┌─ AVAILABLE RECORDS
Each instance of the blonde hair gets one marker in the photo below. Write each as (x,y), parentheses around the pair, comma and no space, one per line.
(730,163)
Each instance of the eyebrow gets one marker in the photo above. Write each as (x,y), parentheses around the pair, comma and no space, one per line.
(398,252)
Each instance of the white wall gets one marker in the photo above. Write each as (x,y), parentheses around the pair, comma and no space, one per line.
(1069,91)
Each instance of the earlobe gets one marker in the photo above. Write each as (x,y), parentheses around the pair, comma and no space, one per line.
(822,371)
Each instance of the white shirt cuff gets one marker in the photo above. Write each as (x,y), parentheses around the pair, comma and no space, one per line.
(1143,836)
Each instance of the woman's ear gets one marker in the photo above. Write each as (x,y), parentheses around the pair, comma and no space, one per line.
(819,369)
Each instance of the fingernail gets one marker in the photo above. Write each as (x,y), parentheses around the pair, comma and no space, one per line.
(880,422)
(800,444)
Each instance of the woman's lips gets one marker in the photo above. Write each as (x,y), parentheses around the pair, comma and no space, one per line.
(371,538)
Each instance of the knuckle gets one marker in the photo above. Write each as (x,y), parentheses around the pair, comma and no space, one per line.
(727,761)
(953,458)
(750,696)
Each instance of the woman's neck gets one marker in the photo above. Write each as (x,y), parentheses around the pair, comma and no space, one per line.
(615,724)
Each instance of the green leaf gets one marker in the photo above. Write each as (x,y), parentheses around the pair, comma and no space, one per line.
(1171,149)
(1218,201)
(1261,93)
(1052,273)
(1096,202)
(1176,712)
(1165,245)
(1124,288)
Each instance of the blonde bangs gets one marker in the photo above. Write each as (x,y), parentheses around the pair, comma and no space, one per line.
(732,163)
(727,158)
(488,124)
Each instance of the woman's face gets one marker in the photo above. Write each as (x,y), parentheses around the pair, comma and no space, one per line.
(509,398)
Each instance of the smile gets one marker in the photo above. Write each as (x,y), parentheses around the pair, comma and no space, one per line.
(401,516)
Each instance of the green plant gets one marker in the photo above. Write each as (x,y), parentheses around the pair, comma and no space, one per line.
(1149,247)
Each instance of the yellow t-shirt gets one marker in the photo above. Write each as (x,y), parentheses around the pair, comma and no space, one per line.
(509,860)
└─
■ WHAT THE TASK REQUIRES ■
Your reply should be the lines from the one that contains "Each instance of the green plant" through the end of the listing above, repeated exactly.

■ REPLY TO THE TASK ■
Each instance of the green plant gets one marker in the photo above. Write each as (x,y), parentheses around the pair, comma and no space, one per line.
(1149,247)
Each instance of the yellow t-shirt gets one marker in the photo above. Write each as (x,y), parentheses around the pair, comma and no space, one per line.
(509,860)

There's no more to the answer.